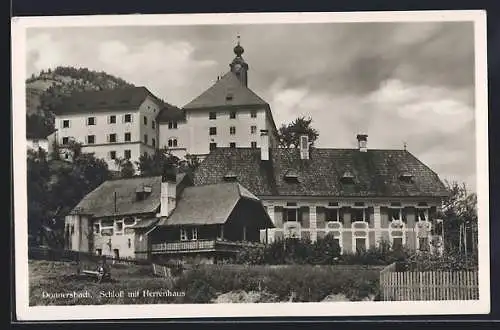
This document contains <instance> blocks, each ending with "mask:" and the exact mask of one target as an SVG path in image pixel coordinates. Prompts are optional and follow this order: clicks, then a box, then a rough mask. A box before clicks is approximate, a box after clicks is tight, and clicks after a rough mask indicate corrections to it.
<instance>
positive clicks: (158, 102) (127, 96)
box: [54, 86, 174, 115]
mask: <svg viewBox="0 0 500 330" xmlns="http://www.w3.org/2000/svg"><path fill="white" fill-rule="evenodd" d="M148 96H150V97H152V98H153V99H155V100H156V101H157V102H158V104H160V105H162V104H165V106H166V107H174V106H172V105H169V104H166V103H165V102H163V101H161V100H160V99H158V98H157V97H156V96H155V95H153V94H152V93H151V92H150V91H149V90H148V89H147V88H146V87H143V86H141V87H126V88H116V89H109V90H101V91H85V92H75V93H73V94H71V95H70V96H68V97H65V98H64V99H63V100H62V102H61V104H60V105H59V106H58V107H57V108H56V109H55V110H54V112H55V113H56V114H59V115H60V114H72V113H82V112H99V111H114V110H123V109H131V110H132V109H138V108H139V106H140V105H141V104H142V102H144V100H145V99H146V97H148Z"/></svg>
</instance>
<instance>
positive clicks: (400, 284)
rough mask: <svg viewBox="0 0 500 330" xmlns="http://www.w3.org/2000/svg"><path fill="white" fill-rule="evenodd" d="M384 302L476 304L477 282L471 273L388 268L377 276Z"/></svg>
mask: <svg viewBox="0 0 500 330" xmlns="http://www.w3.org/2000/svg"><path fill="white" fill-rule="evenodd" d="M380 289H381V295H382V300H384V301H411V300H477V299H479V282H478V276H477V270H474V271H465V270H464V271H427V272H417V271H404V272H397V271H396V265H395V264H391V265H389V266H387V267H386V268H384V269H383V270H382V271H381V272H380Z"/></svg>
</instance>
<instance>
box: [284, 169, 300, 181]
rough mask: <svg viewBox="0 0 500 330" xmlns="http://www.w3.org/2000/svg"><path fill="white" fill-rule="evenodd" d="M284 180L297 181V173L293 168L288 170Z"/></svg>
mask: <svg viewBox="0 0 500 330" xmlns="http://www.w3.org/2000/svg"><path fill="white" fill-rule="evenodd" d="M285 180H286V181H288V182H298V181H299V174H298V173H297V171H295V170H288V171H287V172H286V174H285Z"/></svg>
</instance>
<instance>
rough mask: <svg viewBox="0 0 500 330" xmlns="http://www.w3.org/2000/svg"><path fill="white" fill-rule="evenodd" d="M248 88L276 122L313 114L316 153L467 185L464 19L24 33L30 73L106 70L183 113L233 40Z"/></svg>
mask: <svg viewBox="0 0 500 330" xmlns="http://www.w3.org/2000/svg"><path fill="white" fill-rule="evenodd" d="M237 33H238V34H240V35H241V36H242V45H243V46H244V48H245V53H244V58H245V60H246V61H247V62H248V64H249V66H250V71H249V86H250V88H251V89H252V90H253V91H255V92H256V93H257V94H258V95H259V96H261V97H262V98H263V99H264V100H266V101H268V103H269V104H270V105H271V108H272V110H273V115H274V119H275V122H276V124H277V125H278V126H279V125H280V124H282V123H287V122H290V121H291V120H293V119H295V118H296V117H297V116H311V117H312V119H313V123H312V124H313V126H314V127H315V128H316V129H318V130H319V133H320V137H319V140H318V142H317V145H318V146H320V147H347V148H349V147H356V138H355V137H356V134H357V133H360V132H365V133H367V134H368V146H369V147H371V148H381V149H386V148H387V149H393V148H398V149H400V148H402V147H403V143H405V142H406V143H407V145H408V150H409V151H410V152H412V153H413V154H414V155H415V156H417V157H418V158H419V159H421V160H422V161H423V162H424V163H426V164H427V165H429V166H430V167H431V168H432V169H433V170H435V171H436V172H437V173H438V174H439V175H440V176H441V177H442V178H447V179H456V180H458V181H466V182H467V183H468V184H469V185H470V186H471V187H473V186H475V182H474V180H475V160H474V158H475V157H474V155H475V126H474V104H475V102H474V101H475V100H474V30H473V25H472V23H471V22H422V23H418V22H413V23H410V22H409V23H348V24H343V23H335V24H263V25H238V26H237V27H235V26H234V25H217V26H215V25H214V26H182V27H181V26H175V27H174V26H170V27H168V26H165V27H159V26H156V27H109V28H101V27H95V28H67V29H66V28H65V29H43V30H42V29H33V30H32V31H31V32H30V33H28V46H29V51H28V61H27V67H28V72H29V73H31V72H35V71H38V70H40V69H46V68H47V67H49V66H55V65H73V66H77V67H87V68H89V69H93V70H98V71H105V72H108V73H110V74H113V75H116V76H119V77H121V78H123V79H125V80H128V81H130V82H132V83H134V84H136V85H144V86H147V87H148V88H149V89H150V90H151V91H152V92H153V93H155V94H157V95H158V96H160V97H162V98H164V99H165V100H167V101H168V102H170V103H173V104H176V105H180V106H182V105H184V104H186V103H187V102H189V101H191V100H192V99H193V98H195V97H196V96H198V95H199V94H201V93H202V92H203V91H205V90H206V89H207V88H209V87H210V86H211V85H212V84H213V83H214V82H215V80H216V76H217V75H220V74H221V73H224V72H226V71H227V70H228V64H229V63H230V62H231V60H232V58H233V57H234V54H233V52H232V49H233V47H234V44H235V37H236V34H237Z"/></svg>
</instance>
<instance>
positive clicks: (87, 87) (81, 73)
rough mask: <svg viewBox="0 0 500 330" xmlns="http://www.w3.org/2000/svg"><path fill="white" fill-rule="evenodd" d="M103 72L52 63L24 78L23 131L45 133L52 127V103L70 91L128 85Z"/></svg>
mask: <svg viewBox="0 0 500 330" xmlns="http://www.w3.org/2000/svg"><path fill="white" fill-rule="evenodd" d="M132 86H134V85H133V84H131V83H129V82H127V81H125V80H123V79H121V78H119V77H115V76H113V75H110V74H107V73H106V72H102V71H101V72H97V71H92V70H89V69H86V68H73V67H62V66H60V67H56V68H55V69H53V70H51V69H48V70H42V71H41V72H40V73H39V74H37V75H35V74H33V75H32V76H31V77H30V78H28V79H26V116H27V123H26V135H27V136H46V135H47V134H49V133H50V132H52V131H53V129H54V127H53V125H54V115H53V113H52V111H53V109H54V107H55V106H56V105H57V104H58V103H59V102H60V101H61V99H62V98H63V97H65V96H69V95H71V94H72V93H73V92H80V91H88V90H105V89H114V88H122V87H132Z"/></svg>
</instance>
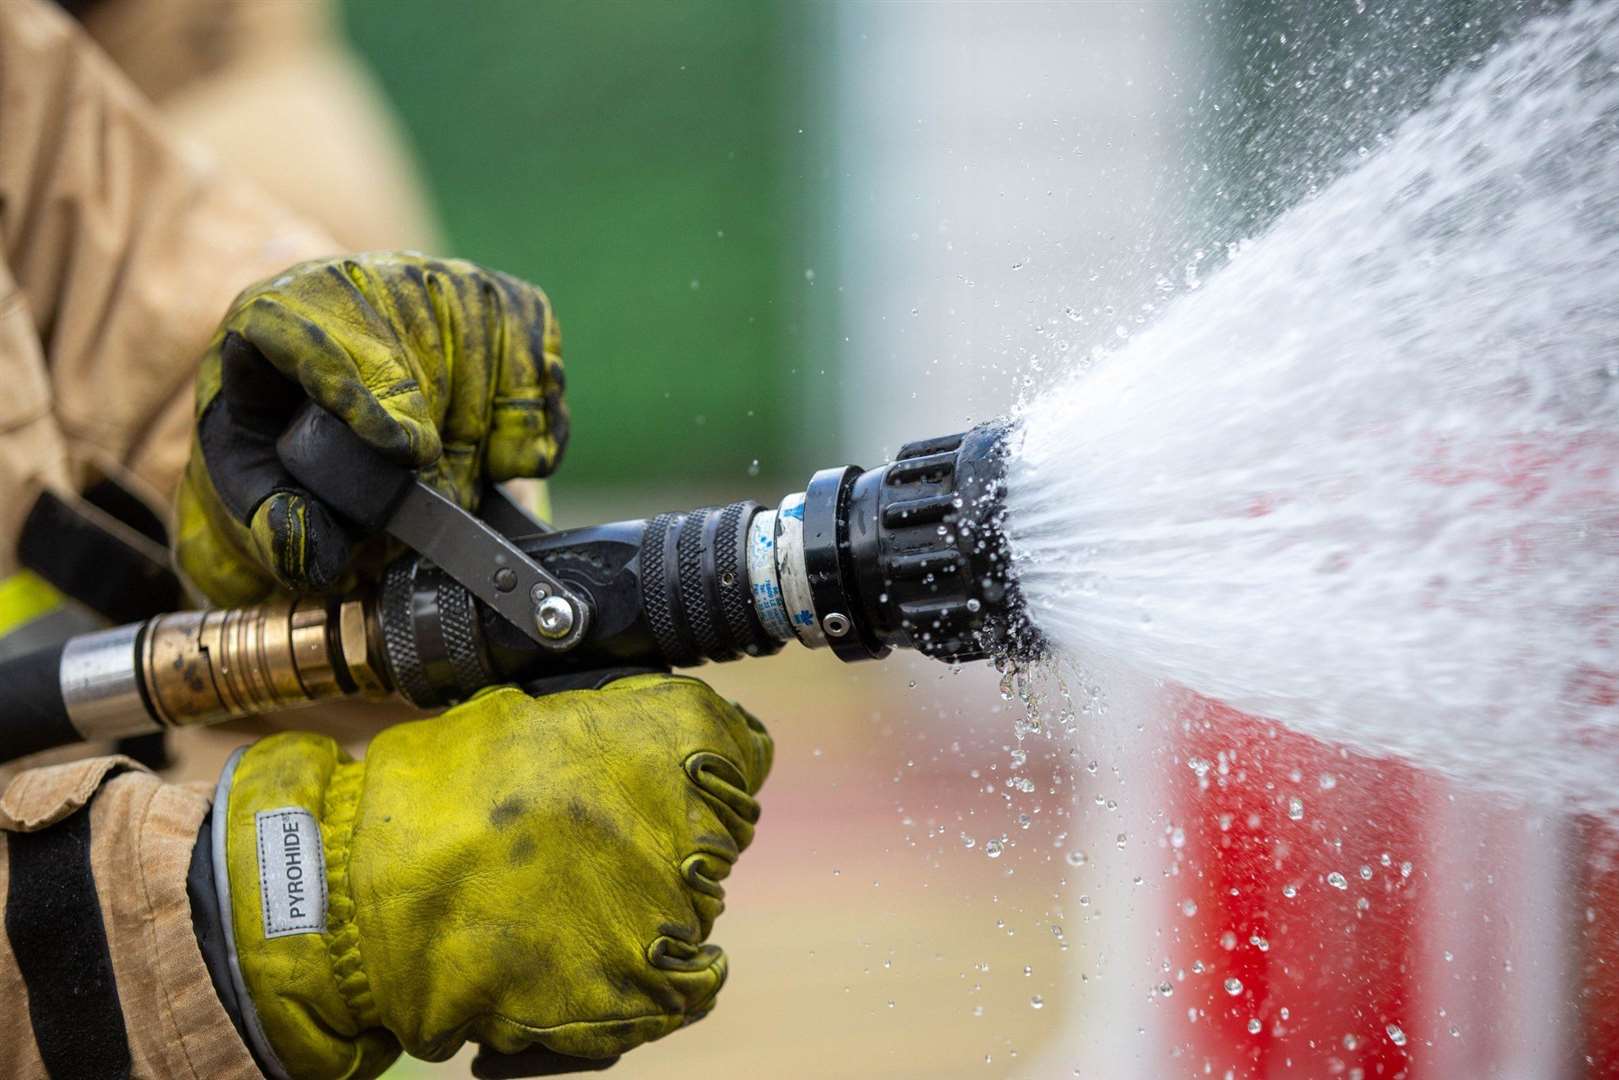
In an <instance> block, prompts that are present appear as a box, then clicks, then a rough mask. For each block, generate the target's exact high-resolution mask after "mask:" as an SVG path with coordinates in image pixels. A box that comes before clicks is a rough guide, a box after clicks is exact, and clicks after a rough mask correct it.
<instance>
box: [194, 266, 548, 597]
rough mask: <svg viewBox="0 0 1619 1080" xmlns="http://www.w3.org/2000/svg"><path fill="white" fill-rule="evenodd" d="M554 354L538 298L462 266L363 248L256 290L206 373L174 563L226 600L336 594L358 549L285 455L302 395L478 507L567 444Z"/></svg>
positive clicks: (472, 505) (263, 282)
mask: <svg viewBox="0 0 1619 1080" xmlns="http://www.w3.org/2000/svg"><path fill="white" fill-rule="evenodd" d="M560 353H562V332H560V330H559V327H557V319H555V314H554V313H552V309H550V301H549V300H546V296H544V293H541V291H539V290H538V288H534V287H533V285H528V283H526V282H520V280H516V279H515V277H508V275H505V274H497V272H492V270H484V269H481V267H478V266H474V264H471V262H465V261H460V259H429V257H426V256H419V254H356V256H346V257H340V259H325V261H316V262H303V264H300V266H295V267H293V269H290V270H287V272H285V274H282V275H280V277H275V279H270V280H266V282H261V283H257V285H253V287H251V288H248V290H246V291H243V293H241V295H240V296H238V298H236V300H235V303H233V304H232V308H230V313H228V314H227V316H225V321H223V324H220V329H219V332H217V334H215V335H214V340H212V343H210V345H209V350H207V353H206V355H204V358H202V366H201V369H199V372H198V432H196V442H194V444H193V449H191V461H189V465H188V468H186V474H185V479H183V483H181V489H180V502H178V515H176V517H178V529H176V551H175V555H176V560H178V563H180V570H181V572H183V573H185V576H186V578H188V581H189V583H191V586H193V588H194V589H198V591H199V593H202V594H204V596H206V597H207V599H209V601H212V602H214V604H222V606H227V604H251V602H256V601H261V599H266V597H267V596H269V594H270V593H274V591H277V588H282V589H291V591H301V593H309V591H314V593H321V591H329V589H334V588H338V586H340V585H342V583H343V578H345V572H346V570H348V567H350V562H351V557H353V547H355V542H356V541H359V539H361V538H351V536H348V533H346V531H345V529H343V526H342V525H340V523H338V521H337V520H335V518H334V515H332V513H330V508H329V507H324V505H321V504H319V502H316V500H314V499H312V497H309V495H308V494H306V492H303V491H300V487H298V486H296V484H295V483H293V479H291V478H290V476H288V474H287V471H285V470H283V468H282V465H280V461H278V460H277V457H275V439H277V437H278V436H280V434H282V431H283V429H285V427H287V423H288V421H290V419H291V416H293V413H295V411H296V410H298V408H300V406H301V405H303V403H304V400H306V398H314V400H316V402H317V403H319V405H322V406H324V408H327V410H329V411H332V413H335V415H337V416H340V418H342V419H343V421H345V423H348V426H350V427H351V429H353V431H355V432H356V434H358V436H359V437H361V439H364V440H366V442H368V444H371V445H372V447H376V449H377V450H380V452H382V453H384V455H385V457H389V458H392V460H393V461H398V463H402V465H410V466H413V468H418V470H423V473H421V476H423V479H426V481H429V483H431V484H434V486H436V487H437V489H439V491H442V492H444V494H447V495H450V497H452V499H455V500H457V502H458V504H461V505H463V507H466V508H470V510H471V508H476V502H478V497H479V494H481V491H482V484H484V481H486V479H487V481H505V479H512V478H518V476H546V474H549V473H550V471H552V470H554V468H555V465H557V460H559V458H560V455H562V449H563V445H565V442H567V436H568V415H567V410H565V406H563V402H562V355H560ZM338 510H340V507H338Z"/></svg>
* * * * *
Only lines containing the string "then" belong in the answer; find them in the data above and copy them.

This document contains <instance> blocks, each ending with "mask:" and the exact mask of one target as an SVG path in image pixel coordinates. Prompts are optional and follow this order: clicks, then a box, then a rough mask. A box before clicks is approximate, a box after clicks is tight, and clicks after a rough mask indicate corrections to it.
In an <instance> block, prompts that are present appear as a box, then clicks, then a rough mask. For each block, generate the target's exact high-resolution mask after "mask:" as an SVG path with coordinates in image pixels. A box that comes before clicks is a rough guide, a box after clicks is exact, and clicks after a rough mask correct it.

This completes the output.